• [Written instruction]: In the material below, find the line with "Please tag the military"; set down that line and every line after it to the end, exactly, without pictures.

===== Supplied records =====

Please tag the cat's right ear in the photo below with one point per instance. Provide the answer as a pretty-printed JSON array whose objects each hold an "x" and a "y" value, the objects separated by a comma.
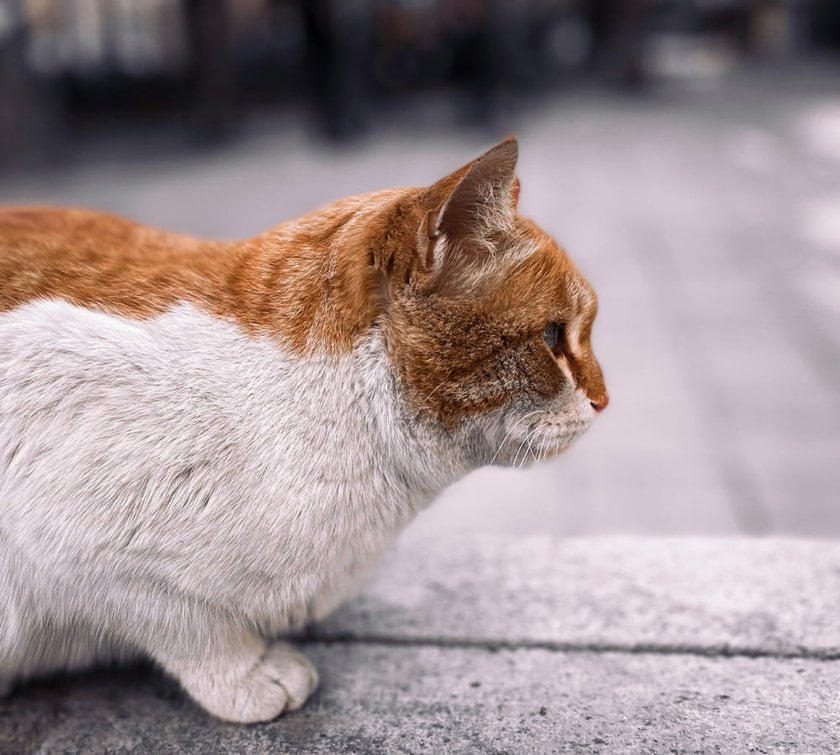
[{"x": 468, "y": 207}]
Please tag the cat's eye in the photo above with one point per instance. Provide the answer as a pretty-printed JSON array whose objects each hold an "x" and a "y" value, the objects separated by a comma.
[{"x": 553, "y": 336}]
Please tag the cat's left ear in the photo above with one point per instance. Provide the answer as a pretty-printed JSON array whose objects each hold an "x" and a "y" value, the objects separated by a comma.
[{"x": 473, "y": 203}]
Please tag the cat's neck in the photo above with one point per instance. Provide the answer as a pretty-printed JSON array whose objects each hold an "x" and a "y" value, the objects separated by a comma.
[{"x": 317, "y": 284}]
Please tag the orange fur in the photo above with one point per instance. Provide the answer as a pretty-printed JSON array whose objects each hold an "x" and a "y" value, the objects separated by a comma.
[{"x": 463, "y": 324}]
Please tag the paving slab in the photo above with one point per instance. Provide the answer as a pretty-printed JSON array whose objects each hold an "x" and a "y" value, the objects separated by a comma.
[
  {"x": 493, "y": 644},
  {"x": 771, "y": 595},
  {"x": 379, "y": 699}
]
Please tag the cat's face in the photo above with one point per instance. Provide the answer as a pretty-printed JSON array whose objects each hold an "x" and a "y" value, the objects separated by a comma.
[{"x": 492, "y": 327}]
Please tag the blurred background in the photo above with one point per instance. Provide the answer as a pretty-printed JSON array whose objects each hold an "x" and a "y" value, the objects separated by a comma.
[{"x": 685, "y": 152}]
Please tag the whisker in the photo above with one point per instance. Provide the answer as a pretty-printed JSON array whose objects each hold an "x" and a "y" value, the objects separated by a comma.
[{"x": 510, "y": 432}]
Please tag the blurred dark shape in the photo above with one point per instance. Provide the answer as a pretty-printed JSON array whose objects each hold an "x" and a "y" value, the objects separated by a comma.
[{"x": 71, "y": 65}]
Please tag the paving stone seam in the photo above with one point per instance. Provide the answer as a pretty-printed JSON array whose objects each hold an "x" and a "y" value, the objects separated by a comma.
[{"x": 788, "y": 652}]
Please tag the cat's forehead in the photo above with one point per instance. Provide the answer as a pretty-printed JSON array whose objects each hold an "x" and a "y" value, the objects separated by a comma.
[{"x": 541, "y": 279}]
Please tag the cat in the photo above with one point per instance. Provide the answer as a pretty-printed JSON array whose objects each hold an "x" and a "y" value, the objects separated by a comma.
[{"x": 205, "y": 444}]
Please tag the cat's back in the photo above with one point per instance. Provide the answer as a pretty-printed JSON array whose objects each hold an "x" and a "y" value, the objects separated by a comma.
[{"x": 103, "y": 261}]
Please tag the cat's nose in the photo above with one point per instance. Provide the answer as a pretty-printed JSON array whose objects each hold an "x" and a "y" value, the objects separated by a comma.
[{"x": 600, "y": 403}]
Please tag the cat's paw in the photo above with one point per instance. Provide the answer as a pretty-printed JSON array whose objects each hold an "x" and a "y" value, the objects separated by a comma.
[{"x": 282, "y": 679}]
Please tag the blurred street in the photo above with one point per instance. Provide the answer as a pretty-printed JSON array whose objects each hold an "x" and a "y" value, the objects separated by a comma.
[{"x": 709, "y": 224}]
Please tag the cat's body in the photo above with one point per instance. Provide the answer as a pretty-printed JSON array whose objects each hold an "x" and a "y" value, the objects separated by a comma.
[{"x": 205, "y": 444}]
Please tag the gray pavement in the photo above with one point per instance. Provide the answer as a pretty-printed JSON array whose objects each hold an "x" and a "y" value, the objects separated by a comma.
[
  {"x": 707, "y": 222},
  {"x": 508, "y": 618},
  {"x": 486, "y": 644}
]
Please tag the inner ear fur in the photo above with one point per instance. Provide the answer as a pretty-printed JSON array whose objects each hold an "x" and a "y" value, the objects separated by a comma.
[
  {"x": 467, "y": 208},
  {"x": 478, "y": 198},
  {"x": 451, "y": 221}
]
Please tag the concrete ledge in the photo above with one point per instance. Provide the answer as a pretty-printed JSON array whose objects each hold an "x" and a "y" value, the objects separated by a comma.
[
  {"x": 536, "y": 645},
  {"x": 378, "y": 699},
  {"x": 752, "y": 596}
]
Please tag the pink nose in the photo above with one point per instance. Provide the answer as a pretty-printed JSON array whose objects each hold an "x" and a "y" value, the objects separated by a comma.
[{"x": 600, "y": 403}]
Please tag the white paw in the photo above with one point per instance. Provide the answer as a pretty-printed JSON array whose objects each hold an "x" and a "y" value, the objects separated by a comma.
[{"x": 282, "y": 679}]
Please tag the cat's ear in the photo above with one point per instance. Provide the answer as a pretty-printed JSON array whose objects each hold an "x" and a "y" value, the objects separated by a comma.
[
  {"x": 478, "y": 198},
  {"x": 469, "y": 207}
]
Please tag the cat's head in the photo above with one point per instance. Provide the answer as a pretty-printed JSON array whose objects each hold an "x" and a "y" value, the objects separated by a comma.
[{"x": 488, "y": 322}]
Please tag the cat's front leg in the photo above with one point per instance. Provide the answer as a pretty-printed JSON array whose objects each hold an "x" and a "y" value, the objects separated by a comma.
[{"x": 250, "y": 681}]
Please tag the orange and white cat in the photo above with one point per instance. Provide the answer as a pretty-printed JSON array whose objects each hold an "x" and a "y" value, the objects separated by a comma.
[{"x": 205, "y": 444}]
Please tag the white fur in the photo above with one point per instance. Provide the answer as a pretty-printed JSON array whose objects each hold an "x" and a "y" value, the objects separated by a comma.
[{"x": 175, "y": 489}]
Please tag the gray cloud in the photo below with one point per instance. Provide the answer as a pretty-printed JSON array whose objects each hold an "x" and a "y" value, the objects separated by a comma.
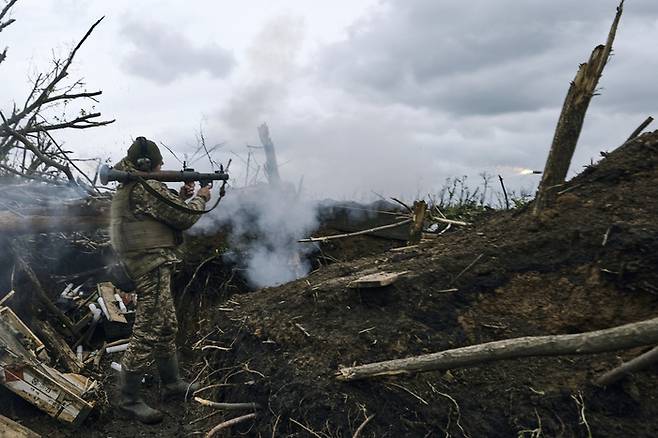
[
  {"x": 482, "y": 58},
  {"x": 271, "y": 68},
  {"x": 162, "y": 55}
]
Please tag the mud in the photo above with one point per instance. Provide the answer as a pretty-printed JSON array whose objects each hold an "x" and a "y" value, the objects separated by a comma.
[{"x": 588, "y": 263}]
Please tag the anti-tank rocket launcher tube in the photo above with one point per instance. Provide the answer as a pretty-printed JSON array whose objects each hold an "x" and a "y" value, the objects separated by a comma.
[{"x": 108, "y": 174}]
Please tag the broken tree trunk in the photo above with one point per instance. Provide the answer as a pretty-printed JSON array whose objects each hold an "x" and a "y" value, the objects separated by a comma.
[
  {"x": 571, "y": 119},
  {"x": 271, "y": 166},
  {"x": 642, "y": 361},
  {"x": 617, "y": 338},
  {"x": 418, "y": 218}
]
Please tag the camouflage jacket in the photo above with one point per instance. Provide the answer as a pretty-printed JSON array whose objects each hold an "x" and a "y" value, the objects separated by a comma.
[{"x": 143, "y": 203}]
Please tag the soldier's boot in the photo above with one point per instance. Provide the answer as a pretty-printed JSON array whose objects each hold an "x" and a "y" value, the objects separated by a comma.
[
  {"x": 173, "y": 387},
  {"x": 131, "y": 402}
]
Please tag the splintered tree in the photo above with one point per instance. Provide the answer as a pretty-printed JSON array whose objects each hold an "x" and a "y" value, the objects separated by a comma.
[
  {"x": 28, "y": 148},
  {"x": 571, "y": 119}
]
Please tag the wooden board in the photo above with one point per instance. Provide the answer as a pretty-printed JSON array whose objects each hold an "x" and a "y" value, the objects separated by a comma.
[
  {"x": 59, "y": 395},
  {"x": 15, "y": 321},
  {"x": 379, "y": 279},
  {"x": 107, "y": 291},
  {"x": 10, "y": 429}
]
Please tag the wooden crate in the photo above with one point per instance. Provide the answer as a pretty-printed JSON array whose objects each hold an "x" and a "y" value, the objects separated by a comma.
[{"x": 59, "y": 395}]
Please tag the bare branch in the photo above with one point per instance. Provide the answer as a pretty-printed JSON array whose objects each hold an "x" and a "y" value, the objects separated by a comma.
[
  {"x": 28, "y": 144},
  {"x": 6, "y": 9},
  {"x": 82, "y": 122},
  {"x": 61, "y": 73}
]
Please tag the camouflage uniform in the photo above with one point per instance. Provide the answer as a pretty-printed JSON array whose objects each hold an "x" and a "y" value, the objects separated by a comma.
[{"x": 148, "y": 253}]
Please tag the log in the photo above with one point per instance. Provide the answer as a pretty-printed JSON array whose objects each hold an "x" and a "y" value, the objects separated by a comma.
[
  {"x": 599, "y": 341},
  {"x": 640, "y": 128},
  {"x": 571, "y": 119},
  {"x": 379, "y": 279},
  {"x": 356, "y": 233},
  {"x": 58, "y": 347},
  {"x": 639, "y": 363},
  {"x": 13, "y": 224},
  {"x": 229, "y": 423}
]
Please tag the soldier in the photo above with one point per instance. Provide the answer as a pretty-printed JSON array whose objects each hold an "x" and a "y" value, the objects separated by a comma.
[{"x": 144, "y": 232}]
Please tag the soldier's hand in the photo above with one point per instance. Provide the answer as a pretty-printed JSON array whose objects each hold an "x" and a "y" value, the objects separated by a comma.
[
  {"x": 204, "y": 192},
  {"x": 187, "y": 190}
]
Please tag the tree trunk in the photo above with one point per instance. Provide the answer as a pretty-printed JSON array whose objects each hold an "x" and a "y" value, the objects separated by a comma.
[
  {"x": 617, "y": 338},
  {"x": 418, "y": 218},
  {"x": 13, "y": 224},
  {"x": 642, "y": 361},
  {"x": 571, "y": 119},
  {"x": 271, "y": 166}
]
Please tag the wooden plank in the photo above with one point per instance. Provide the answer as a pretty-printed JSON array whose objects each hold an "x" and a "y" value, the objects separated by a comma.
[
  {"x": 59, "y": 395},
  {"x": 58, "y": 347},
  {"x": 403, "y": 248},
  {"x": 39, "y": 349},
  {"x": 107, "y": 291},
  {"x": 378, "y": 279},
  {"x": 10, "y": 429}
]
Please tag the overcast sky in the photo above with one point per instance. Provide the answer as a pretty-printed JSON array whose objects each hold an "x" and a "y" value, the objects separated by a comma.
[{"x": 390, "y": 96}]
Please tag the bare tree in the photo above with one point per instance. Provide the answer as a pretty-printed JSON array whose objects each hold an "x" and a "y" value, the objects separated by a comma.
[{"x": 27, "y": 145}]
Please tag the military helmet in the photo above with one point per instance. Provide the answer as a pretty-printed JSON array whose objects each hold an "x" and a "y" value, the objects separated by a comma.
[{"x": 144, "y": 154}]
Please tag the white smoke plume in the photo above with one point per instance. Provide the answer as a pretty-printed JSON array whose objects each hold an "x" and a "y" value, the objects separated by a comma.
[{"x": 263, "y": 223}]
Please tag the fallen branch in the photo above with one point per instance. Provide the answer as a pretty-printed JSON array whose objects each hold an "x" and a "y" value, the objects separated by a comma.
[
  {"x": 357, "y": 233},
  {"x": 599, "y": 341},
  {"x": 640, "y": 128},
  {"x": 451, "y": 221},
  {"x": 642, "y": 361},
  {"x": 229, "y": 423},
  {"x": 227, "y": 406}
]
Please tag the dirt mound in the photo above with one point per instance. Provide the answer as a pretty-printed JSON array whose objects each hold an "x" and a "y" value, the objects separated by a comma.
[{"x": 588, "y": 263}]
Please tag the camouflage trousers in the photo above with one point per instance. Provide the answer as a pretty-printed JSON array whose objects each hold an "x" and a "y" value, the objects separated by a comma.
[{"x": 155, "y": 329}]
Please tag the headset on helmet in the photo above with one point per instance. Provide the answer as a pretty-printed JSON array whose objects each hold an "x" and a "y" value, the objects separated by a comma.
[{"x": 143, "y": 162}]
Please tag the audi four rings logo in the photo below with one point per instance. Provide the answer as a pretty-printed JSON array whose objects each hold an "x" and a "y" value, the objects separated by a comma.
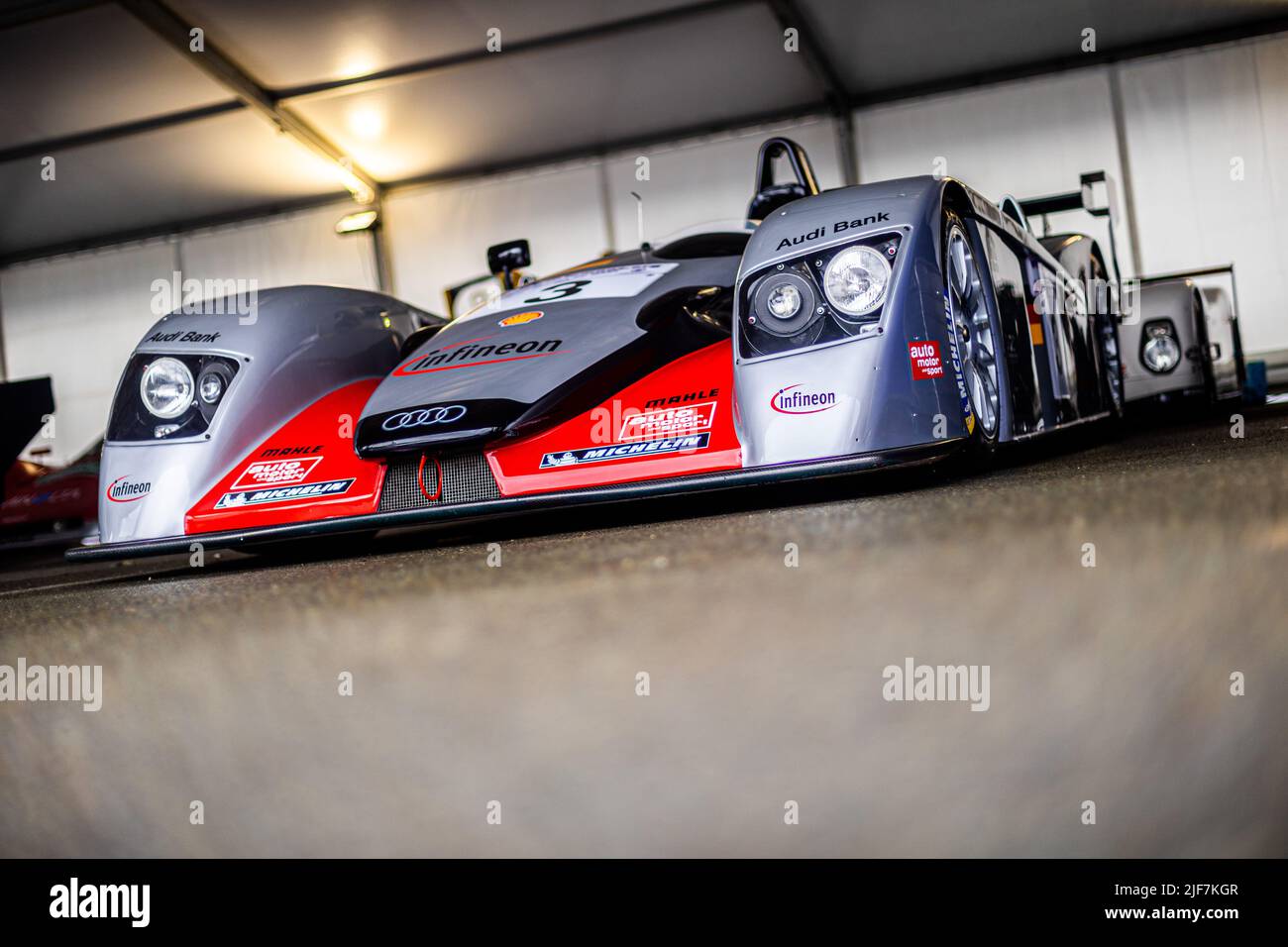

=====

• [Worked answer]:
Please tag the military helmet in the photo above with one point per instance. Provide the answer as a pretty-printed JSON array whose objects each hold an "x" and a "y" value, the objects separated by a comma.
[{"x": 144, "y": 154}]
Please tag the white smoke plume in the photo above with one point per instance. Provide the answer as a pretty-printed JSON array whose objects each hold an "x" and a "y" value, the objects separated by a comma.
[{"x": 263, "y": 223}]
Please tag the fallen branch in the photo above with one point per instance. Provide the answer as a pretty-printed JSON array whose objects each hold an "x" and a "y" value, the objects separated by a comma.
[
  {"x": 357, "y": 233},
  {"x": 599, "y": 341},
  {"x": 640, "y": 128},
  {"x": 451, "y": 221},
  {"x": 642, "y": 361},
  {"x": 229, "y": 423},
  {"x": 227, "y": 406}
]
Please tag the dirt mound in the photo above with one point per instance. Provide the answer as a pretty-printed JSON array whose objects each hold an "x" and a "y" value, the objects separated by a comma.
[{"x": 588, "y": 263}]
Please tag the camouflage trousers in the photo above with one point per instance. Provide the answer as a pretty-printed JSON array whose objects each hold an "x" and a "y" value, the objects separated by a comma.
[{"x": 155, "y": 329}]
Please tag the headset on helmet in the photo above with one point per instance. Provide the answer as a pretty-printed JSON array whose objects each hold an "x" and a "y" value, the objects separated by a comma.
[{"x": 143, "y": 162}]
Please tag the audi four rings logo in the photo below with one point per instance. Provide the answer as a pretty-printed JSON array whose objects each hold an "x" and a "y" value, the objects separated by a comma.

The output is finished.